## What you are asked to do:
Repeat the text of the healthy aging article between "Healthy Aging, Yo-Yo" and "conditions later on.", inclusive.

Healthy Aging, Yo-Yo Dieting
Middle-age Fitness Leads to Healthier Aging, Lower Cancer Risk
Cancer is primarily a disease of age. The older we get the higher our risk for cancer and other chronic diseases. Now a recent study sheds light on how our habits throughout life make a difference -- both in preventing diseases such as cancer, and in living healthier as we age.
The take home-message? It's never too late to start.
The study, published online in the Archives of Internal Medicine, looked at how physical fitness in mid-life linked to the onset of chronic illness. The study found that participants who waited until mid-life to become more fit still delayed the onset of several chronic conditions later on.
“Previous studies have shown a link with fitness and an extension of lifespan but there’s almost no data looking at fitness and non-fatal outcomes,” said senior author Jarrett Berry, MD, MS, an assistant professor of internal medicine at University of Texas Southwestern Medical Center. “…if you have fewer chronic conditions, you are aging more healthfully.”
Yo-Yo Dieters Can Still Lose Weight
Every year, from 10 to 40 percent of overweight women lose and then regain that weight, an exhausting cycle of yo-yo dieting that researchers have long thought may harm women’s metabolism and their ability to lose weight over the long term.
Not so, finds a new study published online in the journal Metabolism.

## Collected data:
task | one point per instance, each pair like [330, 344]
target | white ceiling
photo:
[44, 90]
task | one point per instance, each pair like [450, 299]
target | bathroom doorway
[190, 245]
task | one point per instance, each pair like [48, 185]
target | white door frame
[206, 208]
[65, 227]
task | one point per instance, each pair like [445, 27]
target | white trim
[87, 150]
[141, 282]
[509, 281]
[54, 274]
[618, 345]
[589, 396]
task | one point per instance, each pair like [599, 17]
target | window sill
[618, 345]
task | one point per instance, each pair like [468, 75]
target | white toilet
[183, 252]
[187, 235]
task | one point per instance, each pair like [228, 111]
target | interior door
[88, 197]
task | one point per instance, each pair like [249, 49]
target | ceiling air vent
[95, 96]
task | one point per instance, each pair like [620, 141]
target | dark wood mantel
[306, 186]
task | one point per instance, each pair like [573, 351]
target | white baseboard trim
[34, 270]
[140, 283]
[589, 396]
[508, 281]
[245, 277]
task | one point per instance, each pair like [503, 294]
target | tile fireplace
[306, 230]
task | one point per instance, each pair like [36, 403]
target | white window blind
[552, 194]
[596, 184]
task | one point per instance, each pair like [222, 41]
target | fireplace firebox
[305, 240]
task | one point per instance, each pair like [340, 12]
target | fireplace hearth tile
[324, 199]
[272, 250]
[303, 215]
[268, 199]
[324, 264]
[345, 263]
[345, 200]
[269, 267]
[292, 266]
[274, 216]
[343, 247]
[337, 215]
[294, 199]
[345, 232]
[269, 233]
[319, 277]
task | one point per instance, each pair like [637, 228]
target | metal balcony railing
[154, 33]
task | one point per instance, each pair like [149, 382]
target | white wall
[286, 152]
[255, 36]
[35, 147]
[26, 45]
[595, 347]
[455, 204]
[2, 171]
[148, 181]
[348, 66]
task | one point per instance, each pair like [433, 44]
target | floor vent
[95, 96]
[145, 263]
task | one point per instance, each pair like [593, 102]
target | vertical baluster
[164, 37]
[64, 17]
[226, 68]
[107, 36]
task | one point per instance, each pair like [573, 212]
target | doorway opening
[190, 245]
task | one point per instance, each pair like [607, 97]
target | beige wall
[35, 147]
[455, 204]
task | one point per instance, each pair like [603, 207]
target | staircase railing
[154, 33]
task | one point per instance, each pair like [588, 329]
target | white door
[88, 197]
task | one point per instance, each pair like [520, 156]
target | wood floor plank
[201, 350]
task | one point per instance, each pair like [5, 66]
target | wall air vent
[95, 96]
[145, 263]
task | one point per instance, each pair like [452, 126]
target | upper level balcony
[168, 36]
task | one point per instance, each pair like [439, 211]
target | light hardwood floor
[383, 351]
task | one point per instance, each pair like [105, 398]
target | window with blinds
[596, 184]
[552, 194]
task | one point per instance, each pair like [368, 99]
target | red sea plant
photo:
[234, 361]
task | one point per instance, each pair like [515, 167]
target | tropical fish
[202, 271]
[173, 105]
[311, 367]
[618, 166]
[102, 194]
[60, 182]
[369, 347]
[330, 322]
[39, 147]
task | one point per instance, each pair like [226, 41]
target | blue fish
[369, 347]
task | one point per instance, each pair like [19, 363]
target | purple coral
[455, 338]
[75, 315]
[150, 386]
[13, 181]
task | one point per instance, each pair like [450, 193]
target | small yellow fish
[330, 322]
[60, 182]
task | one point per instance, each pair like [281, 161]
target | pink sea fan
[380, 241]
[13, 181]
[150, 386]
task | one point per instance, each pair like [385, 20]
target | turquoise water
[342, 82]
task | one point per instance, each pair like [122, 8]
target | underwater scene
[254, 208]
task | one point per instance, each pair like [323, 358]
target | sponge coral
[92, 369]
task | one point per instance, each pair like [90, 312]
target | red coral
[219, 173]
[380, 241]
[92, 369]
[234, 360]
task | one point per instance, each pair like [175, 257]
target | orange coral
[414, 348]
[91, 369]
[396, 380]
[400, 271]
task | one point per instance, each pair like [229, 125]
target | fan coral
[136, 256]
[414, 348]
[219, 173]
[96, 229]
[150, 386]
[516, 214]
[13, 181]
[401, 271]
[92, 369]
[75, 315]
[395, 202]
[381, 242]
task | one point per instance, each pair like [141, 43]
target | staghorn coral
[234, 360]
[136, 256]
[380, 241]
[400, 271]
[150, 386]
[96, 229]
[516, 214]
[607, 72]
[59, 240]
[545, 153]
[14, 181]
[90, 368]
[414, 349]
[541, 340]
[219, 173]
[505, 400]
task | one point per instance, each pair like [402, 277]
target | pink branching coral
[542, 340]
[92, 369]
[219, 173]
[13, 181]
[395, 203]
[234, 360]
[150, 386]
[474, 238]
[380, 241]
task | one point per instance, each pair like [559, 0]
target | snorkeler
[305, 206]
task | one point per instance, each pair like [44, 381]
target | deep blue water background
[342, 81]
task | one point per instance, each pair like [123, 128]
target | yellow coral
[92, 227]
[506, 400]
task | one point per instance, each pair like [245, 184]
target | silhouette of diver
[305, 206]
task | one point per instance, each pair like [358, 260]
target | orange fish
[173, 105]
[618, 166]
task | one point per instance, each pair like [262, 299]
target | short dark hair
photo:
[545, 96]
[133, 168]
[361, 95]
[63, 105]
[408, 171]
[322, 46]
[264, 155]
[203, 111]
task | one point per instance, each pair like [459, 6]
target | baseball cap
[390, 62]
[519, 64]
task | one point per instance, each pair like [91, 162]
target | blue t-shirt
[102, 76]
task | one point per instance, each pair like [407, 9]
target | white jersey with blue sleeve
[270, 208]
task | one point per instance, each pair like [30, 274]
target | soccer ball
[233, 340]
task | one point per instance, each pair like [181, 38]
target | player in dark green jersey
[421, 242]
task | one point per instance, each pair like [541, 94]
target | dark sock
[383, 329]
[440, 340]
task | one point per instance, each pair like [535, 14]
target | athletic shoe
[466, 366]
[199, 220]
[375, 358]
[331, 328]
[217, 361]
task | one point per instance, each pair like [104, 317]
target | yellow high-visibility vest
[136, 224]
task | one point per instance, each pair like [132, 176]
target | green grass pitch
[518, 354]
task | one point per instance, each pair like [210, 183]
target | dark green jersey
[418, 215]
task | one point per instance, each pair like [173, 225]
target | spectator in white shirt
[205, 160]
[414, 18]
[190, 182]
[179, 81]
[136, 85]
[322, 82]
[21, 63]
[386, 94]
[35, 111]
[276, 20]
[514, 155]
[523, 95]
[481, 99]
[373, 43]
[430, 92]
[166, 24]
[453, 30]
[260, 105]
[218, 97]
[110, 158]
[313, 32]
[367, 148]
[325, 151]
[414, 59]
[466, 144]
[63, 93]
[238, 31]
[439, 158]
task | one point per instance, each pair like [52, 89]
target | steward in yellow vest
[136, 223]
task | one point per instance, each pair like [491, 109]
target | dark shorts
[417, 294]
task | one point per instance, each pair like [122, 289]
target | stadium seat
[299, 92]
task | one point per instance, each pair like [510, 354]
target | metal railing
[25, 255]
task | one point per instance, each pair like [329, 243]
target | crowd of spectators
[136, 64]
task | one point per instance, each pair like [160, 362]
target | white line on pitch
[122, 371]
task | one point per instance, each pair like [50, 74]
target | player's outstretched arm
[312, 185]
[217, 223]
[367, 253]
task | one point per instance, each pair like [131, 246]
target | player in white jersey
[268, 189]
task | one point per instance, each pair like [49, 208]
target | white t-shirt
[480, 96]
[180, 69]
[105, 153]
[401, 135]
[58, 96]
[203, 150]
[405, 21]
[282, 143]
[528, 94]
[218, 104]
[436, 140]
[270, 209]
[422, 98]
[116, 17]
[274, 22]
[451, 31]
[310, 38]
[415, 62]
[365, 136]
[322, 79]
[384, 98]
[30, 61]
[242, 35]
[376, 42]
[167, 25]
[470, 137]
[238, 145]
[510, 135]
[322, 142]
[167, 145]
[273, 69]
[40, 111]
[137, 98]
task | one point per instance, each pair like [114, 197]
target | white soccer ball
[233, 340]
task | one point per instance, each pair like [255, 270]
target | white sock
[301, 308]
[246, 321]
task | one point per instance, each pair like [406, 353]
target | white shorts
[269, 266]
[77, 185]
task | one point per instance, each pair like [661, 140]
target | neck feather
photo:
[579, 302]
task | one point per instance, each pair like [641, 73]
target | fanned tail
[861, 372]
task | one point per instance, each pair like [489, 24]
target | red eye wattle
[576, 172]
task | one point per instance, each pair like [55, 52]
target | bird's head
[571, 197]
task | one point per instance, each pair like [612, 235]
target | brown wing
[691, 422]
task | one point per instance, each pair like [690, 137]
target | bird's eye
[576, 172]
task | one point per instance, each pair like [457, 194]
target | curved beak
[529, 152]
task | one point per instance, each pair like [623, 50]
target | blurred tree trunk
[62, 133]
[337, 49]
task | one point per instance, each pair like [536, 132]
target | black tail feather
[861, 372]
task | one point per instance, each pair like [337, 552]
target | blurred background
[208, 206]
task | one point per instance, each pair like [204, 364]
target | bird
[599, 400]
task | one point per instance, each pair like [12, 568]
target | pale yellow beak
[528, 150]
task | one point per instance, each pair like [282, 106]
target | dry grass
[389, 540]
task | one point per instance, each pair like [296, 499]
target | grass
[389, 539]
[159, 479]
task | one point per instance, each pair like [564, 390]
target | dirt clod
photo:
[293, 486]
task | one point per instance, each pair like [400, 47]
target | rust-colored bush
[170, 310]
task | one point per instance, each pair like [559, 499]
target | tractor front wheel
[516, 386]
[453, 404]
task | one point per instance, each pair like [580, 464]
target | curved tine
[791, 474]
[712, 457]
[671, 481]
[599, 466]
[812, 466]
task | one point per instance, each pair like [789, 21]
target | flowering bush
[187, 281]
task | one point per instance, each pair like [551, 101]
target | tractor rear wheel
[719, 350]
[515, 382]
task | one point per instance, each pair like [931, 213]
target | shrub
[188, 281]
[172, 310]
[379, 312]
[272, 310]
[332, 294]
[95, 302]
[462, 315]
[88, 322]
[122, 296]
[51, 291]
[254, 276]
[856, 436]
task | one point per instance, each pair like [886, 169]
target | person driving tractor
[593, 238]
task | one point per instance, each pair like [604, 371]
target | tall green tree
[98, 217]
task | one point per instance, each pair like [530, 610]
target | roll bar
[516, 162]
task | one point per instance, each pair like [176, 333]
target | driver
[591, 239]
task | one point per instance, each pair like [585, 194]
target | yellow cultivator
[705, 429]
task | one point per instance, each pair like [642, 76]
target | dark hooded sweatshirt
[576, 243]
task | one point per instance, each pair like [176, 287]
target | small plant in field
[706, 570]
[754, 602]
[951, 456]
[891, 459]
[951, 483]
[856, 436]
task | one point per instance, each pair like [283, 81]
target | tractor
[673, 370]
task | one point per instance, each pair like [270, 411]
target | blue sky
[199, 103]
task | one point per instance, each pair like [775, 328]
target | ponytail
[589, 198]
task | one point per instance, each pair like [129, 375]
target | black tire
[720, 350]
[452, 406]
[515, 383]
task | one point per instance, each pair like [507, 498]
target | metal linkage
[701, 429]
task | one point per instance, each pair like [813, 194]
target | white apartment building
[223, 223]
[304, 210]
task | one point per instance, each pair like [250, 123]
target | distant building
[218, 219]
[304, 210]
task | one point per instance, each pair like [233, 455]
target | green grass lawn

## Task output:
Healthy Aging, Yo-Yo Dieting
Middle-age Fitness Leads to Healthier Aging, Lower Cancer Risk
Cancer is primarily a disease of age. The older we get the higher our risk for cancer and other chronic diseases. Now a recent study sheds light on how our habits throughout life make a difference -- both in preventing diseases such as cancer, and in living healthier as we age.
The take home-message? It's never too late to start.
The study, published online in the Archives of Internal Medicine, looked at how physical fitness in mid-life linked to the onset of chronic illness. The study found that participants who waited until mid-life to become more fit still delayed the onset of several chronic conditions later on.